### Document passage
:::::

Finally, on challenges for alternative UCITS, I want to focus on the issue of side-by-side management. If you are a manager that has an alternative UCITS and an alternative investment fund within your product range, how do you manage the potential conflicts of interest? How do you fairly allocate investment opportunities, and allocate specific transactions where you may be incentivised, be it due to the size of the funds, or the fee arrangements? You may be incentivised to favour one over the other – that’s an important point that managers need to address in their conflicts of interest policy.

Sean Donovan-Smith: Having gone through the general trends that are happening with alternative UCITS, and having an overview of some of the advantages and disadvantages, and some of the operational aspects, the real key is whether or not the strategy itself will fit within a UCITS vehicle, and so that’s what we’re going to turn to next. Andrew touched upon the need to spread risk and exposure, and Hamlin also talked about VaR limits, and leverage caps that could be imposed – and these are the topics that we want to get into now.

What I’ve chosen to start with is the core behind the UCITS risk spreading and concentration rules, which is generally referred to as the “5/10/40” rule. The 5/10/40 rule is what sets out the basic restrictions on concentration exposures that you can have to a particular issue or security and asset class, which says it’s generally 5% that you’re limited to, which can be expanded to 10%, but that 10% expansion is limited to 40% in aggregate of the assets within the UCITS fund – hence the 5/10/40. There are various exceptions; one of the main ones is exposures that are guaranteed by governments and local authorities – so you can turn off certain limitations there, and expand your exposure.

Similarly, there are different exposure limitations when you’re replicating an index. There is the concept of being able to invest in securities that are not listed in a recognised market, and there are some other detailed provisions that apply, but the main thing you have to keep in mind is this concept of the 5/10/40 rule. So most investments you’re making, you want to be limited to 5% but increase to 10%, but no more than aggregated of 40% in the fund. A related issue, which Andrew also touched upon, is around liquidity. If you have a portfolio structure that is loaded with illiquid investment types, it’s almost certain they’re going to be very difficult, if at all possible, to put it into a UCITS structure.

The reason I don’t knock it out of consideration entirely is because there are ways that you can use OTC derivative contracts, potentially, to replicate that type of exposure. Although the concept of having direct holdings in illiquid investments would not be permitted within a UCITS context.

Many alternative UCITS strategies rely upon the use of derivatives, or futures, to replicate their strategies, which require that the global exposure is calculated for the fund, and that includes the concept of value at risk. Here, you need to be evaluating the value at risk in the fund: if it’s a non-sophisticated strategy you can use the commitment method; more sophisticated strategies will use a VaR calculation (it can be absolute VaR) which is limited to 20% of asset value. If you do have a strategy that is comparing its relative performance to a benchmark, you can then use relative VaR. That’s limited to two times the benchmark’s value at risk itself, and it’s subject to the type of investment strategy.

:::::

### Data
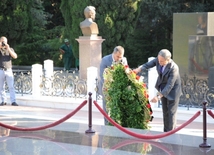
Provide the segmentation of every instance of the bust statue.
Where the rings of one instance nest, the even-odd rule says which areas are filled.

:::::

### Exercise
How would the discussion of alternative UCITS go on after its last sentence? Write the part that comes next.

### Output for this task
On the concentration limits, one of the points we want to flag up is for counterparties: if you’re dealing with an approved bank, your exposure can be increased up to 10%. Other than that, it would be 5% – so if your counterparty is a MiFID investment firm, you’d be limited to 5%. One of the keys is that, whichever counterparty you’re dealing with, for an OTC contract, the counterparty has to be subject to prudential regulation in order to be permitted as a counterparty under the UCITS rules.

Where margin is subject to client asset protection, and segregated, it doesn’t have to be counted in your counterparty risk calculations, so you can exclude that. But if title was to be passed over, then you will have to take that additional exposure into consideration in the counterparty risk determination. Margin should be subject to daily calls, as well, in order to fall within the UCITS requirements on this. The last point is to consider at contract level where your exposure lies. It’s not necessarily by just contract type: it may be to the exchange as a whole; it may be to the clearing house as a whole – and that’s where some of the trickier analysis can happen.

So it’s not sufficient just to say that, “Well, I’m dealing in one FX currency pair, therefore if I have multiple pairs, they’re all different contract types, and then each one should have up to 5%.” It’s not quite that simple; you need to look at the correlations between them, and where the actual risk is, within the investment structure, to make that calculation.

One of the areas that we would typically start with in a discussion about alternative strategies for UCITS actually goes back to the eligible investments themselves. Because what you need to work out is, whether the investments that you would want to plug your fund into are eligible for UCITS? Not all of them are – I think many of you will be aware of this.

The key point is that investments in real property are not permitted, investments in physical commodities are not permitted – so agricultures, metals, gold, any precious metals will not be permitted – and also lending, as well, will not be permitted. In addition, investing in unregulated collective investment schemes is also not permitted, and I’ll come back to that, because there has been a clarification by ESMA on this: some funds were using what’s called “the trash bucket” to get exposure to unregulated schemes, but that opportunity has been closed down. Generally, the tests for UCITS-permitted investments is that losses should be limited to the amounts paid on them; there should be sufficient liquidity; there should be reliable valuations that apply to them; there should be appropriate information and transparency that’s provided on these; and they should be negotiable and transferable instruments. Investment types that don’t have those features are not going to fall within the permitted investments that a UCITS can get exposure to.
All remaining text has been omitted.